Thermal plasmas have very useful properties that are not easily achievable using other means, in particular high power densities, high temperatures, high-velocity flows, high fluxes of active species and intense radiative emission. Moreover they are available in a wide range of configurations (direct-current transferred arcs, direct-current non-transferred arcs or plasma torches, alternating-current arcs, radio-frequency inductively-coupled plasmas, microwave plasmas and laser-produced plasmas) and powers (from hundreds of watts to a hundred megawatts). It is therefore not surprising that they find application in many industrial processes, including those for joining, melting, cutting, coating and deposition, refining, waste treatment, chemical analysis, lighting, propulsion and circuit interruption. It is these many applications that underlie all thermal plasma research; even when arcane questions such as the extent of deviations from local thermodynamic equilibrium in an arc are being investigated, the ultimate goal is to develop better thermal plasma processes for industry.

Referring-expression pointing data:
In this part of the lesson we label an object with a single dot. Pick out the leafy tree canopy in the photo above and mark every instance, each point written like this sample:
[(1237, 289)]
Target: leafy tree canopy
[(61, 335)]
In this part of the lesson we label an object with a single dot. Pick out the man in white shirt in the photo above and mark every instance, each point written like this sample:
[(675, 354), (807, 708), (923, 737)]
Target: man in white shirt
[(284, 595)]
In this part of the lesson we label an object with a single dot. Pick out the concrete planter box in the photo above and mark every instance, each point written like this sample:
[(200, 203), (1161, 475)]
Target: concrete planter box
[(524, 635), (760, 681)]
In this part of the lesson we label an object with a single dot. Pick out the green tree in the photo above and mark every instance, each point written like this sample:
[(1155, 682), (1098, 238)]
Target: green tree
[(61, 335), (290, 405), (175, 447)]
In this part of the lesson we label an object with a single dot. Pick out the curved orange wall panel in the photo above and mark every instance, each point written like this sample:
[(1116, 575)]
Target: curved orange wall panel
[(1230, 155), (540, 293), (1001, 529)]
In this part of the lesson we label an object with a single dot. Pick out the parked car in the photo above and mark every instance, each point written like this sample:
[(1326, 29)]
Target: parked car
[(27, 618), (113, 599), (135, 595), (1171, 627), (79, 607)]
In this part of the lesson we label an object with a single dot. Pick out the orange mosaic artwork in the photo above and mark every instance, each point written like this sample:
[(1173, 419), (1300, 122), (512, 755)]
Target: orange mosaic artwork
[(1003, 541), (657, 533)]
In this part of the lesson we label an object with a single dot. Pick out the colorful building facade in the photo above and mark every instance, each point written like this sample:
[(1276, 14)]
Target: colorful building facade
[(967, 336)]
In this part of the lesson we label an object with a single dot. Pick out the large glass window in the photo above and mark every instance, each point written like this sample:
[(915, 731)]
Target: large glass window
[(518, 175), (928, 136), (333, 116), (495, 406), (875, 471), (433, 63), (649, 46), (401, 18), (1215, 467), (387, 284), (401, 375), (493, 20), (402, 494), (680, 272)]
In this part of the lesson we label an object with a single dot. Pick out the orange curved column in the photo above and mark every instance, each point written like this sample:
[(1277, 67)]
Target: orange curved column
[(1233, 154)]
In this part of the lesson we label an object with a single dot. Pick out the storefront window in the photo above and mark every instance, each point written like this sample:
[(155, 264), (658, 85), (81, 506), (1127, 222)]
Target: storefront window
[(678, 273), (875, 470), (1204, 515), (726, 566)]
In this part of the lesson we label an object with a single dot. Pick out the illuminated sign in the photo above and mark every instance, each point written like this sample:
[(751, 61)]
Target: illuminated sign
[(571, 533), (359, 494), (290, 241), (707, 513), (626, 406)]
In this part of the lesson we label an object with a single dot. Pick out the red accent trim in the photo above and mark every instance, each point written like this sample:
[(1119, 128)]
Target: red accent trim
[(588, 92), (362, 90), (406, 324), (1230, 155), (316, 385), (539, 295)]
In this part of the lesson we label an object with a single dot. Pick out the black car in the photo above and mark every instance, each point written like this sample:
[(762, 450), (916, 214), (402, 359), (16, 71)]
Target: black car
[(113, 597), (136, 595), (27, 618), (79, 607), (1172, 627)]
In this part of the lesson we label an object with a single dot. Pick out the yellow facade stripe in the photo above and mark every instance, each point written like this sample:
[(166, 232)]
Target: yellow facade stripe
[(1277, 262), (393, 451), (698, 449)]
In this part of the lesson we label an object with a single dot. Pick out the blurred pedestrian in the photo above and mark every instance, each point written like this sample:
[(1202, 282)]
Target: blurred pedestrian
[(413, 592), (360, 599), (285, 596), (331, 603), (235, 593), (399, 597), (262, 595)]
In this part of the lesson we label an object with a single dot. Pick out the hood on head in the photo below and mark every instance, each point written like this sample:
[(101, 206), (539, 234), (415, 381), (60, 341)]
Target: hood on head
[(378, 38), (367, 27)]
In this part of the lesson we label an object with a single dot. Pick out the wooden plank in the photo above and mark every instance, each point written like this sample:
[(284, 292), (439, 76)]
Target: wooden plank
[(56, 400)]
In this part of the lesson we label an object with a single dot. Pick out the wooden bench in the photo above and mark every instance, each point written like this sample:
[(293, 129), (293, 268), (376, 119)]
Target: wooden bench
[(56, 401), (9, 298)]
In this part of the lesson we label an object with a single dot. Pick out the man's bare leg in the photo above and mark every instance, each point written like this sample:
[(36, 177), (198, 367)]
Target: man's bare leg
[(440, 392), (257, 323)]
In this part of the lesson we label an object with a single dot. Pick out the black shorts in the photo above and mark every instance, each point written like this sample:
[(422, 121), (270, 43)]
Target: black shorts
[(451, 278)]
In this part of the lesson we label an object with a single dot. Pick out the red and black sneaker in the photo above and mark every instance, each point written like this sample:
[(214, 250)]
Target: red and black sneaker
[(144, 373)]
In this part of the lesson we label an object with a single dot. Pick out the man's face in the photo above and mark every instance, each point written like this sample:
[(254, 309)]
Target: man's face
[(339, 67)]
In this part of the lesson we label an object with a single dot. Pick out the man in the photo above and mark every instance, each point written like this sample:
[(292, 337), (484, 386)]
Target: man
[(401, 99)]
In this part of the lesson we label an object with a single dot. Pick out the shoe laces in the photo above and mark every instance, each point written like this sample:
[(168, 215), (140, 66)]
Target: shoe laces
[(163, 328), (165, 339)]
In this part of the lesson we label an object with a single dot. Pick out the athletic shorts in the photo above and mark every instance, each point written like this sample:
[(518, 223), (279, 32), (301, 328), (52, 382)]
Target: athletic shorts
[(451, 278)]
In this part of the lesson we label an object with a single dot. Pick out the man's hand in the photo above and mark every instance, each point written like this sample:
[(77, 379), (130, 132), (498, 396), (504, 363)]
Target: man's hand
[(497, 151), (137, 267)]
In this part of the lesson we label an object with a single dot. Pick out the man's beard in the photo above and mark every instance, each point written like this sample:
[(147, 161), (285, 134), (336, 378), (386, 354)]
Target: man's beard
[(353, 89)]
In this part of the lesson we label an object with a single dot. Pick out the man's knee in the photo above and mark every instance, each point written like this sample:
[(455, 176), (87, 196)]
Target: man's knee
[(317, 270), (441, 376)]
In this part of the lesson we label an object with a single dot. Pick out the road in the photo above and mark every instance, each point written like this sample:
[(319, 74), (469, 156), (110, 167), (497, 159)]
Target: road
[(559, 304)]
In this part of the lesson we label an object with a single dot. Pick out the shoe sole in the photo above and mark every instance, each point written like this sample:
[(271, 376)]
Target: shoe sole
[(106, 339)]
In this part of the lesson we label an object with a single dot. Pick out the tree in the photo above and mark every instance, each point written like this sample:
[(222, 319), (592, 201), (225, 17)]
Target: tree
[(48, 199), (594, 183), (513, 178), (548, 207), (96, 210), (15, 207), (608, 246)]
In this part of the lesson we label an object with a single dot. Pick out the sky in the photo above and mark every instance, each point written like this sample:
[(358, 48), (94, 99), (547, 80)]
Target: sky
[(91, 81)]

== Work instruction A ==
Using the passage on thermal plasmas, decide whether each statement agrees with it, answering yes or no and quoting the words that decide it. (i) The powers of thermal plasmas span from hundreds of watts up to a hundred megawatts. (ii) Laser-produced plasmas are left out of the configurations listed. (iii) Research into deviations from local thermodynamic equilibrium in an arc is described as unconnected to industry.
== Work instruction B ==
Extend the passage on thermal plasmas, starting right after its final sentence.
The records aren't needed for anything here.

== Expected output A ==
(i) Yes: "from hundreds of watts to a hundred megawatts"
(ii) No: "microwave plasmas and laser-produced plasmas"
(iii) No: "the ultimate goal is to develop better thermal plasma processes for industry"

== Expected output B ==
This special issue brings together eight articles written by leading researchers from universities, industry and government research laboratories, presenting their perspectives on particular aspects of thermal plasma research. Each author was asked to present their views on important topics for research and development, outstanding scientific questions, and barriers to future success. The aim is not to present a comprehensive overview of the subject. Rather, the intention is that the special issue will guide researchers towards the important topics that warrant their close attention, and that are critical for future progress in the field.

Three of the articles take a wider view, looking at thermal plasma sources, diagnostics and modelling respectively, across a range of applications. The first article considers plasma torches and inductively-coupled plasmas in particular, the second looks mainly at diagnostics of transferred arcs, while the third examines modelling issues that relate to many types of plasmas. These three papers give the reader an impression of the breadth of application of thermal plasmas, and of the many approaches used to produce the plasmas and to measure and predict their properties.

The other five articles have a narrower focus, each looking at a particular application: arc welding, plasma spraying in general and solution and suspension plasma spraying in particular, high-voltage circuit breakers and arcjet thrusters.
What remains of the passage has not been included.